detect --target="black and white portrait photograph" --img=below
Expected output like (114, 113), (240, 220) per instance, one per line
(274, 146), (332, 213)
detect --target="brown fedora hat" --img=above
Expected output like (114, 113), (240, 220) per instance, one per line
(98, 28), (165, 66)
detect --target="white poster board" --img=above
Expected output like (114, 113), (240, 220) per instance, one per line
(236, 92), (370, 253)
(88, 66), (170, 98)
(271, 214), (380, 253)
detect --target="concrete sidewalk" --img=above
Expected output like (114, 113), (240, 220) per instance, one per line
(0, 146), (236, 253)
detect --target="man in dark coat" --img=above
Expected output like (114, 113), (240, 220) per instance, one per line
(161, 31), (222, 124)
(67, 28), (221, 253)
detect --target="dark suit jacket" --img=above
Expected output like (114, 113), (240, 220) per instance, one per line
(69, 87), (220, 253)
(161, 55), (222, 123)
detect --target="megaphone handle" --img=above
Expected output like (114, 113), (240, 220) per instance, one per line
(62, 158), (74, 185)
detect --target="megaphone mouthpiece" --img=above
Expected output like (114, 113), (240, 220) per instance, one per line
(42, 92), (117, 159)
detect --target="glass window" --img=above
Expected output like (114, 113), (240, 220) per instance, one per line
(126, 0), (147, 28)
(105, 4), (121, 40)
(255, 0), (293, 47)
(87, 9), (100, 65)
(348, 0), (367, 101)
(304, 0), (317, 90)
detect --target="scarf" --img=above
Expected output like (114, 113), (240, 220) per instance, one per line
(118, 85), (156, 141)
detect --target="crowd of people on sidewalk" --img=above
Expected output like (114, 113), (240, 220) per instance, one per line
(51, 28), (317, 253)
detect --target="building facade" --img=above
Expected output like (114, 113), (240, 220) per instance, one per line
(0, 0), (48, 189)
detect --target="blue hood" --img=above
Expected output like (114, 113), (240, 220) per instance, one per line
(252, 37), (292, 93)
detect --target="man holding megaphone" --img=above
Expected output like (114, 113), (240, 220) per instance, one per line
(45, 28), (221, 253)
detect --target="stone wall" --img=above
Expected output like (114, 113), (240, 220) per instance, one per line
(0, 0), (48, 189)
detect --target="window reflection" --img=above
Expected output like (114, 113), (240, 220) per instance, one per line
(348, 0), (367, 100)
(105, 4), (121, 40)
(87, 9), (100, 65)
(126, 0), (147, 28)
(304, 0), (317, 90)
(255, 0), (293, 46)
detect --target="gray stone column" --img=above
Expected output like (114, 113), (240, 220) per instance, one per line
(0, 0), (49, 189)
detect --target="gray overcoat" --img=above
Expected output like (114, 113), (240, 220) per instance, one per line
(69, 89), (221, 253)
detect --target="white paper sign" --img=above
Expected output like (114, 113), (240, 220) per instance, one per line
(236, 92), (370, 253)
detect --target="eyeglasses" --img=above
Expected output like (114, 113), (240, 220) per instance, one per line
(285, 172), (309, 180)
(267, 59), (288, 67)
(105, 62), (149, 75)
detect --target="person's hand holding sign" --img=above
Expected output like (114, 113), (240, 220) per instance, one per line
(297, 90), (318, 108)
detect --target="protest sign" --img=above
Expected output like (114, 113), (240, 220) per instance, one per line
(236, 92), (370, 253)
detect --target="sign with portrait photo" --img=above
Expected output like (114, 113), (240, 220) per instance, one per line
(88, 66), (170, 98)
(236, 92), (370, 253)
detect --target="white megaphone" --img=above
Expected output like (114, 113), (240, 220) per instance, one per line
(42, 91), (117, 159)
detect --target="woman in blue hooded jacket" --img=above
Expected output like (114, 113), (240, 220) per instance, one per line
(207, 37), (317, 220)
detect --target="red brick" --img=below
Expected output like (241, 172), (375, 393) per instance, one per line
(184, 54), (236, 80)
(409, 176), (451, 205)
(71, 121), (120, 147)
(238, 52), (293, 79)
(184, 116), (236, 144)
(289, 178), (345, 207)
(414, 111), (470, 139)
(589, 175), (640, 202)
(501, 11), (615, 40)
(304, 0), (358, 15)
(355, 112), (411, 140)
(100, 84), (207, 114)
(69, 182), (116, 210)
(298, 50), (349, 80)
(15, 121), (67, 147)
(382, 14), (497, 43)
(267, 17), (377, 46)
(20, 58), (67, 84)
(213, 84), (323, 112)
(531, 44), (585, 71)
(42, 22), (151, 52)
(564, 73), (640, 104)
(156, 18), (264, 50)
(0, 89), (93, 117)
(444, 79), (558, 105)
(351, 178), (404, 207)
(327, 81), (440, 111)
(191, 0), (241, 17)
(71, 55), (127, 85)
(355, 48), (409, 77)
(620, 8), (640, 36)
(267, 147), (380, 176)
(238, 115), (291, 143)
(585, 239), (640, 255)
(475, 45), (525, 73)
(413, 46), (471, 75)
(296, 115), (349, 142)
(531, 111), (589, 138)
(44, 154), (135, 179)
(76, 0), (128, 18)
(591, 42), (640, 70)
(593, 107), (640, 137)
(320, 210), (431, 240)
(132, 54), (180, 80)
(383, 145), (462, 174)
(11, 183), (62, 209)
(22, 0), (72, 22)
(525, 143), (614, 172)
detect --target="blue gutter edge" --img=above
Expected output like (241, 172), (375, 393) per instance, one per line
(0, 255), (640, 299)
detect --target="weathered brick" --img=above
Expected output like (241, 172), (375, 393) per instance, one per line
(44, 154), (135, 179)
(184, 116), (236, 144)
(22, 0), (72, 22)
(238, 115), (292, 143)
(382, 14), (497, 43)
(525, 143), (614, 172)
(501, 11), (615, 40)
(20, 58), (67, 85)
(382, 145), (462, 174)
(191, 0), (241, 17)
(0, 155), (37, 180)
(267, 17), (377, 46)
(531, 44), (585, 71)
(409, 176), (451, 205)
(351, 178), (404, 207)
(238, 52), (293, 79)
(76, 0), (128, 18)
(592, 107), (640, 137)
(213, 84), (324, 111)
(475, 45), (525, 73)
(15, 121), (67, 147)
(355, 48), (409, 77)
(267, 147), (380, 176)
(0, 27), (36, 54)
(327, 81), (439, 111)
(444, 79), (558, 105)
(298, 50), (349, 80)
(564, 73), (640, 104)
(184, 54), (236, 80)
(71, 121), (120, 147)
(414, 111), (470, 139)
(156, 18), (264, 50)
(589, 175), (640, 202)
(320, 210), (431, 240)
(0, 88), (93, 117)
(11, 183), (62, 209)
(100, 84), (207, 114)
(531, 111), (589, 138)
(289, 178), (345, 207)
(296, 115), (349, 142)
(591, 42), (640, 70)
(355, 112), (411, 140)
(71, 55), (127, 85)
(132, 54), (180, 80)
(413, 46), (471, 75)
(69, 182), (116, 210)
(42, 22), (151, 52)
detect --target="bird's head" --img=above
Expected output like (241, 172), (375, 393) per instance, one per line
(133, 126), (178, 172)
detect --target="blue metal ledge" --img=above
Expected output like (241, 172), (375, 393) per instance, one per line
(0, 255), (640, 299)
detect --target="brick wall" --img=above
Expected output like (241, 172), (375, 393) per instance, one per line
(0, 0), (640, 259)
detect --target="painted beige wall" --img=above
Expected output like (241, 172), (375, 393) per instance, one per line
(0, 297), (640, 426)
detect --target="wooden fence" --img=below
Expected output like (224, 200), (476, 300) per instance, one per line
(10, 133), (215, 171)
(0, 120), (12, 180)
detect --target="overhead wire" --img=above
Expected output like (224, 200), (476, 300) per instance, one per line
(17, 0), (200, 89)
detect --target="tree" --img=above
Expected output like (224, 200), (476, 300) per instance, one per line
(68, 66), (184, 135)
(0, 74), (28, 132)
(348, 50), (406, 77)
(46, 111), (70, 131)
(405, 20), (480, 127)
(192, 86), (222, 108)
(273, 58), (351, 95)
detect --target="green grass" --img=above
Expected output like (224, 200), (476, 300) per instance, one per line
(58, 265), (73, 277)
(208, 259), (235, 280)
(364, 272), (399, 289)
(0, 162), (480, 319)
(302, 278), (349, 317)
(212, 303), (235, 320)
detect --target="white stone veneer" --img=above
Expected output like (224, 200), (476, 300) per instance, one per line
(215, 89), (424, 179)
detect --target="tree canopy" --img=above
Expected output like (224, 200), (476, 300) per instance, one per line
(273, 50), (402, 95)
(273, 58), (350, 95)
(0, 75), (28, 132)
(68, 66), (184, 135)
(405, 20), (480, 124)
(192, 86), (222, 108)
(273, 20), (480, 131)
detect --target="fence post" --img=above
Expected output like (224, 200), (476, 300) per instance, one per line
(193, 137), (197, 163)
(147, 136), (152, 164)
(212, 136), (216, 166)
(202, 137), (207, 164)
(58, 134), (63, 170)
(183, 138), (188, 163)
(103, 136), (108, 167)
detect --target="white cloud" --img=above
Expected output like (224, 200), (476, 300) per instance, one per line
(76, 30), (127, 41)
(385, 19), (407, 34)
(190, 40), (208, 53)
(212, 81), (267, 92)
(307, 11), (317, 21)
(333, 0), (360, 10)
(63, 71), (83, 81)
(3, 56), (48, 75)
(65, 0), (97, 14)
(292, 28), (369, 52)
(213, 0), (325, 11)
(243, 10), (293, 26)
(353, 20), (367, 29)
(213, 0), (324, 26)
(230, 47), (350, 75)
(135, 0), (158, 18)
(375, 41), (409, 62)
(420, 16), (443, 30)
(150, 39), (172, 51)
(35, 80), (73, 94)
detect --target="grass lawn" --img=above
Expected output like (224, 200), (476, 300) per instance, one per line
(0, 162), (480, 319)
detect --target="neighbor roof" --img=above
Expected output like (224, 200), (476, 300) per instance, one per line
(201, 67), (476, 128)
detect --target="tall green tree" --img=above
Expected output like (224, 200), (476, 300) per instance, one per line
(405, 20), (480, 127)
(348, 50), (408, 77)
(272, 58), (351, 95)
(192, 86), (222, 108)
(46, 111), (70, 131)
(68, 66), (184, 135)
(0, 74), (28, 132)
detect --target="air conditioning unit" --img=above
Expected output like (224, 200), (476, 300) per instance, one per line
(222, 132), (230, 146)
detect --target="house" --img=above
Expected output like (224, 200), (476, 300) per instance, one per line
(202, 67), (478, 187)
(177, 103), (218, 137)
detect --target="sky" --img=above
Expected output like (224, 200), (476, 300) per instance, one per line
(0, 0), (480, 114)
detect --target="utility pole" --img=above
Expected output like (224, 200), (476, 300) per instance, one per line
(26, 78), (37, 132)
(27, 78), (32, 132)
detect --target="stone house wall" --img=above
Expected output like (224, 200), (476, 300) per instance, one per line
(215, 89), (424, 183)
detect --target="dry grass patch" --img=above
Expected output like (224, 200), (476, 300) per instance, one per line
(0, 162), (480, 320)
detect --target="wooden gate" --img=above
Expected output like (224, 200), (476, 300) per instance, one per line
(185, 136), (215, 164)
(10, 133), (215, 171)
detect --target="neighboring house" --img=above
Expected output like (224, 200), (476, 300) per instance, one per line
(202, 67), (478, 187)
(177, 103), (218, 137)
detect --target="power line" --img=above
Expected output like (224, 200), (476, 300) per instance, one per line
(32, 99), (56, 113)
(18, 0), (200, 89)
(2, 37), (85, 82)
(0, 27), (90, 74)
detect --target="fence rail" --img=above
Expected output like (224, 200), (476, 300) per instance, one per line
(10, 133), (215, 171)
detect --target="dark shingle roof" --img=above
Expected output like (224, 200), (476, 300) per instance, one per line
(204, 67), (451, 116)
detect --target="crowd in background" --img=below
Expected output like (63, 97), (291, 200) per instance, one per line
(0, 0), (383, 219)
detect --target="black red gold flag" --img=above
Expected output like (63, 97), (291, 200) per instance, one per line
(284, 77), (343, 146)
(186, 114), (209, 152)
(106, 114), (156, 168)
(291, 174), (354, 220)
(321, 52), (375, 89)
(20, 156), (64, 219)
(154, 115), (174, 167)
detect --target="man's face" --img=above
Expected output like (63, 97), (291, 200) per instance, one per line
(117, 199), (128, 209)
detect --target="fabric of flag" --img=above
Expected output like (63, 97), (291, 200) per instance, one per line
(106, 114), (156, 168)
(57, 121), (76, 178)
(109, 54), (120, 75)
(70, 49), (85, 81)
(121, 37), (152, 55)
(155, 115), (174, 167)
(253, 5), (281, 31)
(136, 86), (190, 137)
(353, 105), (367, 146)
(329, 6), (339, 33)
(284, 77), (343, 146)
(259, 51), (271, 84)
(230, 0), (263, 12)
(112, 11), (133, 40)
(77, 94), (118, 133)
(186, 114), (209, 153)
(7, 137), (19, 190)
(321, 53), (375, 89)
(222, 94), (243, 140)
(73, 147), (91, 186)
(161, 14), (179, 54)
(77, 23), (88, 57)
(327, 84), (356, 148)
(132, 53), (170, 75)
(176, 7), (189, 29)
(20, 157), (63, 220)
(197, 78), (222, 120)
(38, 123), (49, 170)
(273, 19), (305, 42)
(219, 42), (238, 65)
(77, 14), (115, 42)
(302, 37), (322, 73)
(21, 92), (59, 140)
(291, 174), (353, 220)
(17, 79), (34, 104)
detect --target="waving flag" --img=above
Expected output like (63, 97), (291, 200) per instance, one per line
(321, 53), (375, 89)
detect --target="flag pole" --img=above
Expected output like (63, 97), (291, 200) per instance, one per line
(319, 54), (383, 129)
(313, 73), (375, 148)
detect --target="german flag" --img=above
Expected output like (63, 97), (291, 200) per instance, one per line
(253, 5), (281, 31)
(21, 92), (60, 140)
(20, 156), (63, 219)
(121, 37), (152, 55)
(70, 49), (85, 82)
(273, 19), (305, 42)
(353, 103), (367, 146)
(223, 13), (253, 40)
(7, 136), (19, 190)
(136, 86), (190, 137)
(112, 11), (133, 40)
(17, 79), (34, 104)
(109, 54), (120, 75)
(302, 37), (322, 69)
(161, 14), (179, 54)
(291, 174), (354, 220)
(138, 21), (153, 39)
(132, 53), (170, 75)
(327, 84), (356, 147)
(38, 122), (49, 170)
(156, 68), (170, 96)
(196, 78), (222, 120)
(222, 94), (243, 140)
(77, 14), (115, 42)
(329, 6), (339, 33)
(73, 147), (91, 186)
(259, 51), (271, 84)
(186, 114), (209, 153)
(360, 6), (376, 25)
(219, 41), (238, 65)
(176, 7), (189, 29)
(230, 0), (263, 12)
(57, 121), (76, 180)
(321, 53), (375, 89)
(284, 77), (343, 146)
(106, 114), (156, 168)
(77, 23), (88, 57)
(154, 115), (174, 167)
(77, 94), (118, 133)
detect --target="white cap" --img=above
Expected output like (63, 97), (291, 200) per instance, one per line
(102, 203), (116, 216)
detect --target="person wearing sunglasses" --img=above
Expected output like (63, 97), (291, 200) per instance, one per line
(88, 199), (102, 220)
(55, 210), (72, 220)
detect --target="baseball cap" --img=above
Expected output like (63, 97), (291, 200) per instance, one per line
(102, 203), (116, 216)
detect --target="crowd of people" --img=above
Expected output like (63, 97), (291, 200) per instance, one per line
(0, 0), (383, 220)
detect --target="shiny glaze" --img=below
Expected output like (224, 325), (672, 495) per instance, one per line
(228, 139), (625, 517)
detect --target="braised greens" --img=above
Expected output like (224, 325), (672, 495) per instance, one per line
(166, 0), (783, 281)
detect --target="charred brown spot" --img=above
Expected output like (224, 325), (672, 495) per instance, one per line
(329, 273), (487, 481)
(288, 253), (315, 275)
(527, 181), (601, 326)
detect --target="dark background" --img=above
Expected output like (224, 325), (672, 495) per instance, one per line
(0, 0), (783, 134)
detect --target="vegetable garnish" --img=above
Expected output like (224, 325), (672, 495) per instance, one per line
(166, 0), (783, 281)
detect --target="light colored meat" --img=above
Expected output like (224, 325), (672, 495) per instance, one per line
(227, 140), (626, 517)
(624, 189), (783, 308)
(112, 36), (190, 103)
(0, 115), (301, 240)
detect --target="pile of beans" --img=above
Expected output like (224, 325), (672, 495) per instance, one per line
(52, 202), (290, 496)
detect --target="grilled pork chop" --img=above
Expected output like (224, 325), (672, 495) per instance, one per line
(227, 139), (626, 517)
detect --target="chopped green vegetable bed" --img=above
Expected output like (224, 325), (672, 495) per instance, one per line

> _Your instructions_
Return every line in the lines above that contains the word "megaphone". Case counts, so match the word only where its capitalization is identical.

> _Expected answer_
detect --target="megaphone handle" --img=above
detect --target="megaphone mouthpiece" --img=above
detect --target="man holding megaphone" --img=above
detect --target="white megaphone" --img=above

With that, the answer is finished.